Input:

[start]

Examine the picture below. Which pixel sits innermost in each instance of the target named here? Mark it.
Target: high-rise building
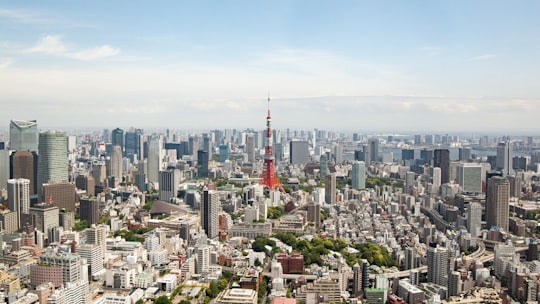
(116, 163)
(469, 177)
(19, 198)
(314, 214)
(202, 163)
(358, 175)
(223, 153)
(117, 138)
(155, 147)
(299, 152)
(330, 189)
(24, 165)
(169, 184)
(324, 165)
(4, 165)
(53, 160)
(338, 154)
(23, 135)
(92, 254)
(504, 158)
(133, 144)
(210, 213)
(61, 195)
(407, 154)
(474, 219)
(373, 144)
(441, 159)
(437, 260)
(497, 202)
(86, 182)
(44, 216)
(89, 210)
(250, 147)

[end]

Your task: Write out each item above again word for word, but leave out the pictures.

Response to the exercise:
Examine the picture below. Which pixel sits innermost in each instance of the target named here? Mark it.
Target: high-rise building
(116, 163)
(469, 177)
(19, 198)
(314, 214)
(202, 163)
(358, 175)
(223, 153)
(117, 138)
(155, 147)
(299, 152)
(330, 189)
(24, 165)
(169, 184)
(324, 165)
(4, 165)
(53, 160)
(338, 154)
(23, 135)
(92, 254)
(504, 158)
(133, 144)
(210, 213)
(61, 195)
(407, 154)
(474, 219)
(373, 144)
(441, 159)
(437, 260)
(497, 202)
(86, 182)
(44, 216)
(89, 210)
(250, 147)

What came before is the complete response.